*INSTRUCTIONS TO FOLLOW*. Please copy the data below word for word, from the line containing "Within the video frame shown above, where has the peeled" through the final line of the data, including both of those lines.

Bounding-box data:
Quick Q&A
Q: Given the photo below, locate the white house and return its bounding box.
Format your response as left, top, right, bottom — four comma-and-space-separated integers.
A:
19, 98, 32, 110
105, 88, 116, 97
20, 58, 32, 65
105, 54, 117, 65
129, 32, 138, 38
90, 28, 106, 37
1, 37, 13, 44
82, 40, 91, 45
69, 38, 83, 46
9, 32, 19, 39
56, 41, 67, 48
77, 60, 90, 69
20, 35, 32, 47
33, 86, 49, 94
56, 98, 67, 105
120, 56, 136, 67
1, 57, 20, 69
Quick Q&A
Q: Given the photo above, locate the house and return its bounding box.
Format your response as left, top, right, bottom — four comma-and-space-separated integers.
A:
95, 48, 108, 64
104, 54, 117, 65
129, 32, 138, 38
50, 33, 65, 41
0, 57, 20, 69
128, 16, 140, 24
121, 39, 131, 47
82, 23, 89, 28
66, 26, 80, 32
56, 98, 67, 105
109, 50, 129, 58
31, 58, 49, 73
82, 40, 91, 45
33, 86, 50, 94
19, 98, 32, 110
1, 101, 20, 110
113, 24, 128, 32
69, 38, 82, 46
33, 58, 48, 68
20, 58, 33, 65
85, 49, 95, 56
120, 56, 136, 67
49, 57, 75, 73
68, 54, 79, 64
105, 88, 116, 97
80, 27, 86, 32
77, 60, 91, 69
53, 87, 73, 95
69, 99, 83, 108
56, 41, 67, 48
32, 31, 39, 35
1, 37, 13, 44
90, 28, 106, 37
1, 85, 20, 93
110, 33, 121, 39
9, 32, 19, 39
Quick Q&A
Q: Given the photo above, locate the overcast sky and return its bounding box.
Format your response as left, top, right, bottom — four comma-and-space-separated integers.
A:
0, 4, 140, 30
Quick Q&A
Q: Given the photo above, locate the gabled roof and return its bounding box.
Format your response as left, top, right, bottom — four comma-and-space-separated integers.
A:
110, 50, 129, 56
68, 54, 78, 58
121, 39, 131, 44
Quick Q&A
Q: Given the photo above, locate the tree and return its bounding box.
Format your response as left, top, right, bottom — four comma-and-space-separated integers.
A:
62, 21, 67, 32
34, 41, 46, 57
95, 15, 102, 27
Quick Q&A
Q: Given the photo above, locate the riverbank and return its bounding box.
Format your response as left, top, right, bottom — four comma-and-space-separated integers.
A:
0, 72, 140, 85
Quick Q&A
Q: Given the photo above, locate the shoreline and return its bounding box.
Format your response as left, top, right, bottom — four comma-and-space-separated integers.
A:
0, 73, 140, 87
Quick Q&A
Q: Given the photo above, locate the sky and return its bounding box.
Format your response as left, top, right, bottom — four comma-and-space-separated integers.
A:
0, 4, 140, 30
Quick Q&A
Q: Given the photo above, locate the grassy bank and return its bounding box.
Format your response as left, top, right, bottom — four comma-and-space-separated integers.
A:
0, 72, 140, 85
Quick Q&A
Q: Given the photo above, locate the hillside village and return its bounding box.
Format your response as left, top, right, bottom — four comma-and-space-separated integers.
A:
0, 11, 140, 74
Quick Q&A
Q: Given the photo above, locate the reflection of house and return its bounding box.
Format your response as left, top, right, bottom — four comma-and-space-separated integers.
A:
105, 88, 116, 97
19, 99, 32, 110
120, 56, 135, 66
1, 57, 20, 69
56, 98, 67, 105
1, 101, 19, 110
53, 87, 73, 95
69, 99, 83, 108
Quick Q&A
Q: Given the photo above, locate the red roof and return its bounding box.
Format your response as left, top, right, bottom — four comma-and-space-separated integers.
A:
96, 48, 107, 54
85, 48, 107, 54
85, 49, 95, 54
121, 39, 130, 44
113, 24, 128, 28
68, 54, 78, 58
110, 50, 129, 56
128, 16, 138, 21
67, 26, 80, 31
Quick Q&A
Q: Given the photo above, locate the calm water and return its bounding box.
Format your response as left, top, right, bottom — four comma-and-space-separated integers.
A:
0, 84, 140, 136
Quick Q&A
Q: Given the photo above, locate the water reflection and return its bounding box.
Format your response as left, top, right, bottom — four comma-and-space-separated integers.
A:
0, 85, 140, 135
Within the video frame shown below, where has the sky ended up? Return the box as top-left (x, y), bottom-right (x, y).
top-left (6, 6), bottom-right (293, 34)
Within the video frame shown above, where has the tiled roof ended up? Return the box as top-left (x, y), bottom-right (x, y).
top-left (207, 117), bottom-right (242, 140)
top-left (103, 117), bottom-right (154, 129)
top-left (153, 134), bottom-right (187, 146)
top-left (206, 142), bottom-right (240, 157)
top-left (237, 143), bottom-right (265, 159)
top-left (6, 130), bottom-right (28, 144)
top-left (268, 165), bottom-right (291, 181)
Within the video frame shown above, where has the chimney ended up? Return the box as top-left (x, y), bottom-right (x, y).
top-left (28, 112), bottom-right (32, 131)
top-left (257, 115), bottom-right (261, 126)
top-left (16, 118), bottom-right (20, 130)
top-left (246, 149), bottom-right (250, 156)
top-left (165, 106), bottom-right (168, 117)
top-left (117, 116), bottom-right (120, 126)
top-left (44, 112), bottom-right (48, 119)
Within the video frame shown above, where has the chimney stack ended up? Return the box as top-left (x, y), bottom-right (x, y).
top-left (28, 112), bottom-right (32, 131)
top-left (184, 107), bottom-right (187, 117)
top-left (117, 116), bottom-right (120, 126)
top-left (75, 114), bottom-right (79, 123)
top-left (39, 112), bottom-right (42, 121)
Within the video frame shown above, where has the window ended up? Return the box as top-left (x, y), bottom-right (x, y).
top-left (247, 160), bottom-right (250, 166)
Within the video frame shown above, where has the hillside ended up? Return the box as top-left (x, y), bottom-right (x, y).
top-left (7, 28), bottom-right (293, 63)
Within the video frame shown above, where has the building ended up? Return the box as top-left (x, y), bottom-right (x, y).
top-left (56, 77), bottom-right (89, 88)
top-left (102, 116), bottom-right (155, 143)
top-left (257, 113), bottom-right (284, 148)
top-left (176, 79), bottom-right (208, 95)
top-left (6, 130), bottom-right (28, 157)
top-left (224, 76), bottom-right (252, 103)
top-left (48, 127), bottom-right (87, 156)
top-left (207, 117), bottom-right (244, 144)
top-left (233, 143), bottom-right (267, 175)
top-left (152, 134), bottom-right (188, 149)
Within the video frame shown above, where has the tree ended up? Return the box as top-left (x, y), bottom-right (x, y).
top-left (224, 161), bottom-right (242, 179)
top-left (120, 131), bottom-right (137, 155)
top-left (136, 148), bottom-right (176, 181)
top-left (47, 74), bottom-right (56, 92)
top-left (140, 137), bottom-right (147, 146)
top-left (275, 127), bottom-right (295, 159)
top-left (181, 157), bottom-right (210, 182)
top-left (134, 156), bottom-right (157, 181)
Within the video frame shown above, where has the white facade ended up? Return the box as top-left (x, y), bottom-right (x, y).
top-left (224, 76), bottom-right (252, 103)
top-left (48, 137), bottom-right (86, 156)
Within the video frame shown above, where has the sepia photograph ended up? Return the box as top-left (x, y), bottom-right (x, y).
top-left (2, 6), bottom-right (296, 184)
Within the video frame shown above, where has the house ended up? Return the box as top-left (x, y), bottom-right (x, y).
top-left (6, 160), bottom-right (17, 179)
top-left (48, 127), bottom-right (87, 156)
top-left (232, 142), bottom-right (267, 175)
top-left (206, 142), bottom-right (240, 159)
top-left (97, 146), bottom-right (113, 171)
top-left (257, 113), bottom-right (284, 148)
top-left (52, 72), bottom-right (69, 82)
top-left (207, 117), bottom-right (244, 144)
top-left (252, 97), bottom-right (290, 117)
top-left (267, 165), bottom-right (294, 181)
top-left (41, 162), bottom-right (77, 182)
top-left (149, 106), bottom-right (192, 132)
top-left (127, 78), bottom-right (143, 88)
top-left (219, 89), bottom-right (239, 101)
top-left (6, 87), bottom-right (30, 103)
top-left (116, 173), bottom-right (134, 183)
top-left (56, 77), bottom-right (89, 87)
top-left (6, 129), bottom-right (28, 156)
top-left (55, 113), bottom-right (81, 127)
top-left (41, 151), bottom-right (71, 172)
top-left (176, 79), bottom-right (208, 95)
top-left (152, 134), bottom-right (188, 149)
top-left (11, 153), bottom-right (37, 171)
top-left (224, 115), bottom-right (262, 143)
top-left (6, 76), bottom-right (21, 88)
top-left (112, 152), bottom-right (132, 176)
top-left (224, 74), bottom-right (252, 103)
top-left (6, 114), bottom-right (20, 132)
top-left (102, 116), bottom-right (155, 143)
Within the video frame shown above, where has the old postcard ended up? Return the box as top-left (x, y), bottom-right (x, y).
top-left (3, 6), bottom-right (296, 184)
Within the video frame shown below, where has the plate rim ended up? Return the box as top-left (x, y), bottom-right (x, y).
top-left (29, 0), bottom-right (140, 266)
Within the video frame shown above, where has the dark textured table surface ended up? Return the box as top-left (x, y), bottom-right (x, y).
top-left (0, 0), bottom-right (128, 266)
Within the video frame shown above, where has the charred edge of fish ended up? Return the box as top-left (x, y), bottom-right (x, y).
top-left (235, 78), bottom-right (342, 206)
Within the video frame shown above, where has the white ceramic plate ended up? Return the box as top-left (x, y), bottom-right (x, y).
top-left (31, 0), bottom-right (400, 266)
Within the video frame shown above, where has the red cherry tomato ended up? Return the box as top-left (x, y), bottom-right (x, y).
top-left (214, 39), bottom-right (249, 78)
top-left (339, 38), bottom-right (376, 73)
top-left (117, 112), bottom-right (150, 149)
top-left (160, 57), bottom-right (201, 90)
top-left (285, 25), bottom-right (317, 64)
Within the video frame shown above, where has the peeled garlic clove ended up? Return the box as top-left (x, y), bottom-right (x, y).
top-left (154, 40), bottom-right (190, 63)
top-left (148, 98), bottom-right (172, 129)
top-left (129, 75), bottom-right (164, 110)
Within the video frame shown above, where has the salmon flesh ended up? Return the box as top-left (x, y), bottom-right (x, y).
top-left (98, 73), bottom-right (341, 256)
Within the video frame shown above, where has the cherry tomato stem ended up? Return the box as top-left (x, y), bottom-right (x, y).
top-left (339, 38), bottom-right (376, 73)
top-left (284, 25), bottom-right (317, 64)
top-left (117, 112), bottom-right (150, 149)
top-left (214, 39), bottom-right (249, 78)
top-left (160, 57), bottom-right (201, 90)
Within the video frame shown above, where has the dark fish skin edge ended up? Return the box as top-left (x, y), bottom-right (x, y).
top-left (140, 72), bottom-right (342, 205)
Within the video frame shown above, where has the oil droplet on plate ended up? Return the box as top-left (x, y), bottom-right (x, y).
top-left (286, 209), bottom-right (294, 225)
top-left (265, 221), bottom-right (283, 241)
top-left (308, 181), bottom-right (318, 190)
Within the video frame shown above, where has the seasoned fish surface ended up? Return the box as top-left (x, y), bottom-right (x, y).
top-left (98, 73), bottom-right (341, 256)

*RESULT OF THE EXERCISE*.
Within the video frame shown above, where has the peeled garlic clove ended up? Return the box as top-left (x, y), bottom-right (x, y).
top-left (154, 40), bottom-right (190, 63)
top-left (148, 98), bottom-right (172, 129)
top-left (129, 75), bottom-right (164, 110)
Within the video frame shown above, where has the salmon flesh ended up? Return the box as top-left (x, y), bottom-right (x, y).
top-left (98, 73), bottom-right (341, 256)
Within the video frame shown above, where has the cherry tomato stem ended up? Return the box as top-left (x, y), bottom-right (x, y).
top-left (339, 38), bottom-right (376, 73)
top-left (284, 25), bottom-right (317, 64)
top-left (117, 112), bottom-right (150, 149)
top-left (214, 39), bottom-right (249, 78)
top-left (160, 57), bottom-right (201, 90)
Within the video frame shown above, where has the dark fish skin edge ended up? Return the box as top-left (x, y), bottom-right (x, y).
top-left (140, 72), bottom-right (342, 205)
Within the video frame shown above, where has the oil droplet on plate ended up? Return the box as top-left (x, y), bottom-right (x, y).
top-left (286, 209), bottom-right (294, 225)
top-left (265, 221), bottom-right (283, 241)
top-left (308, 181), bottom-right (318, 190)
Within the video frame shown above, where has the seasoned fish surface ended up? Return the box as top-left (x, y), bottom-right (x, y).
top-left (98, 73), bottom-right (341, 256)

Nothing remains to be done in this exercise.